* **Selected excerpt**:
- - -

The regulator said EE and BT are too small in their respective spaces to have an impact on the rest of the market

BT home page

The Competition and Markets Authority has come to the conclusion that the BT and EE merger will not pose a risk to the UK's mobile or broadband markets and has therefore provisionally cleared the acquisition to go ahead.

Although BT has a large market share in the retail broadband market and EE has the same presence in the mobile market, because the other company involved in the acquisition is smaller, it will not have a negative impact.

"We recognise that this is a merger which is important to many consumers and businesses," said John Wotton, Inquiry Chair. "We have heard a number of concerns from competitors. After a detailed investigation, our provisional view is that these concerns will not translate into a competition problem in practice."

He went on to say that the retail mobile market in the UK is competitive as it stands and as BT is the smallest operator, he does not think the merger will have a significant impact on the competition. When it comes to the broadband sector, Wotton doesn't think there will be a problem with EE either, because like BT in the mobile sector, it is too small to be considered a threat.

- - -

* **To-do list**:
1) In the piece on the BT and EE merger, who is the Inquiry Chair quoted by name?
2) Go on with the article about the BT and EE merger from the point where it stops.
The records have nothing to do with this.

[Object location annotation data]
- - -

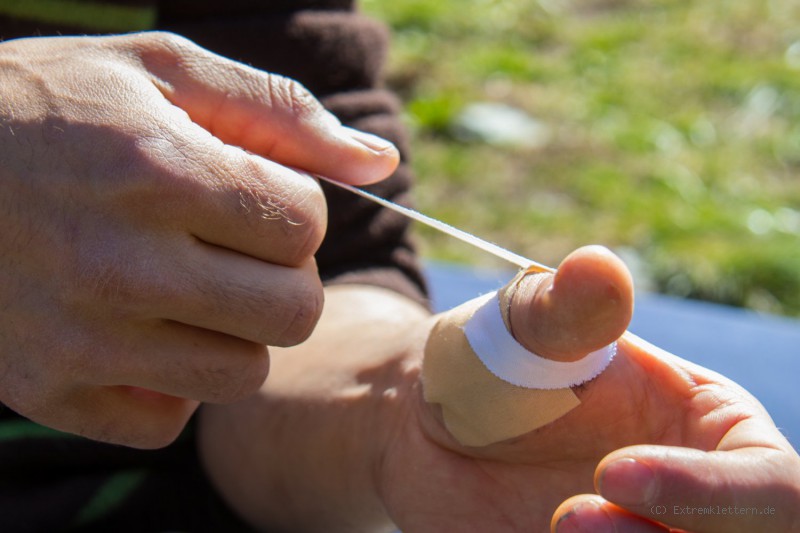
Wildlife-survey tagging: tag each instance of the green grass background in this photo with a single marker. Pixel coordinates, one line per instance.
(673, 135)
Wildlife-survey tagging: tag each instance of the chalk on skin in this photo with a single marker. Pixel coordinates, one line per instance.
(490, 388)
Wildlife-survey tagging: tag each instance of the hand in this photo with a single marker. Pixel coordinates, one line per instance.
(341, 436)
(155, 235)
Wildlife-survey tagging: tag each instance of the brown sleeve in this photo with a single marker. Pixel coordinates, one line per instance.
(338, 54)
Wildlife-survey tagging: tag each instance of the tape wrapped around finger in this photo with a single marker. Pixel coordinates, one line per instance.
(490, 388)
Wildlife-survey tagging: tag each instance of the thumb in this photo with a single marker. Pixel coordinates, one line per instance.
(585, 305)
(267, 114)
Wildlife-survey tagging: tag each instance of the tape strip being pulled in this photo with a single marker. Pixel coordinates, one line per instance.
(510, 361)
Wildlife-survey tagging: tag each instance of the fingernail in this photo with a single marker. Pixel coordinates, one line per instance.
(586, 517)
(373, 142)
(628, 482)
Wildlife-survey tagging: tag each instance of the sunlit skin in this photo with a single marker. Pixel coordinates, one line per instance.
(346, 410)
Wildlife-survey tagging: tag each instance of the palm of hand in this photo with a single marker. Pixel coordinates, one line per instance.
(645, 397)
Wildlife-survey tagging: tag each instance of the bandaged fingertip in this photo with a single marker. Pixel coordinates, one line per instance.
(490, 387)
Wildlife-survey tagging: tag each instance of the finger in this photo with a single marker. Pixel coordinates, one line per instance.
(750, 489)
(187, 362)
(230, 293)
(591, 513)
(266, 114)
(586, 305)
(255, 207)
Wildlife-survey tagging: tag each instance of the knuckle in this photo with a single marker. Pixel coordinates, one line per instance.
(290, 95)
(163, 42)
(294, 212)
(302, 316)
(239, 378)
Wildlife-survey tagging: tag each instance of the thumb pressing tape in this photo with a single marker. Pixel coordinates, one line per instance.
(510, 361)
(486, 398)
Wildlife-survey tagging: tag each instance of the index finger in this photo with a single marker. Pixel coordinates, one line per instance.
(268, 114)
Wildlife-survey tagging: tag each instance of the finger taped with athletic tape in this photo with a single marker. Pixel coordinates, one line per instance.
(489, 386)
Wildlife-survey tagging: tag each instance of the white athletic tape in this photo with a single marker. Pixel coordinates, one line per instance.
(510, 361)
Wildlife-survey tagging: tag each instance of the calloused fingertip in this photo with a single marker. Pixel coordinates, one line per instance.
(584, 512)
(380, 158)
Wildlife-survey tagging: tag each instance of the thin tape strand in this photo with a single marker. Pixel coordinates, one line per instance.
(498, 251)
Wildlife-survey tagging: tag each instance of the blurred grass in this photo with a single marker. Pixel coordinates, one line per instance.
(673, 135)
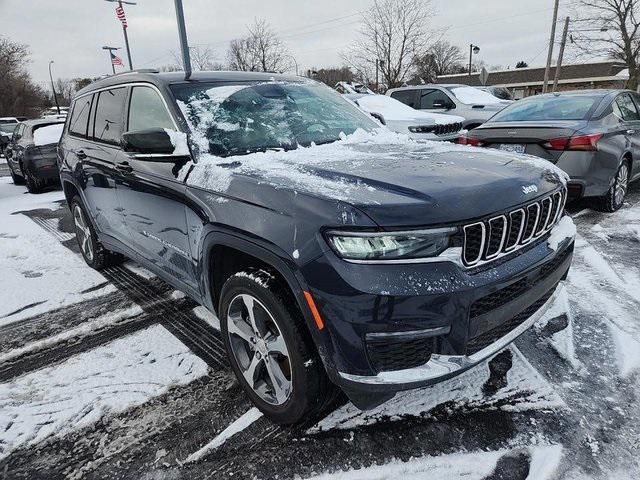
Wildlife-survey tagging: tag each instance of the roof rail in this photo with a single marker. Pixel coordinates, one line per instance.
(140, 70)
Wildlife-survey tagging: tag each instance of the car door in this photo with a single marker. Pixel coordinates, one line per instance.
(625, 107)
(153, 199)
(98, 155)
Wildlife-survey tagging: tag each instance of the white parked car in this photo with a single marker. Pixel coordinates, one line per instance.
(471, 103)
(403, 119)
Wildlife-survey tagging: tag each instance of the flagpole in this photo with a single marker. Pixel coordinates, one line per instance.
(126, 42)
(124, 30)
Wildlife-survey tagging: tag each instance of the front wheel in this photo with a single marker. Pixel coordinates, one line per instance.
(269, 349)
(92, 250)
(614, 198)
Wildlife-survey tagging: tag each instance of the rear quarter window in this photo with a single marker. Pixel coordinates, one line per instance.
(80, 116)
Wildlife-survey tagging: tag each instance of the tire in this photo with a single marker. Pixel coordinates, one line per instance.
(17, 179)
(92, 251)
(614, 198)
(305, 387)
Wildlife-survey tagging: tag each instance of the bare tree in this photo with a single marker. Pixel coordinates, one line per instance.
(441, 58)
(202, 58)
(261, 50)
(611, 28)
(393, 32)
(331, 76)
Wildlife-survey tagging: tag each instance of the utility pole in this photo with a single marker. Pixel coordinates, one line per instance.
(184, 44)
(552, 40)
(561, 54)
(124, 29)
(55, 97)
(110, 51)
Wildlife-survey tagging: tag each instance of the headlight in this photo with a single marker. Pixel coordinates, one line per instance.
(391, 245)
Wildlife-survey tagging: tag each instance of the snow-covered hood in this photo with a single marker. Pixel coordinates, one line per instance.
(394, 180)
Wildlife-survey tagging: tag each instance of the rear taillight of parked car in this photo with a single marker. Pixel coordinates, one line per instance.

- - -

* **Exercise answers**:
1) John Wotton.

2)
"We have also been looking at the ways in which, as a merged company, BT/EE might try to disadvantage competitors which it supplied with services such as backhaul, wholesale mobile or wholesale broadband services," he said. "We have provisionally found that in some areas it is unlikely that they would have both the ability and incentive to do so - and in others that the effects of their attempting to do so would be limited."

"Having considered all the evidence, the group does not provisionally believe that, in a dynamic and evolving sector, it is more likely than not that BT/EE will be able to use its position to damage competition or the interests of consumers," Wotton finished.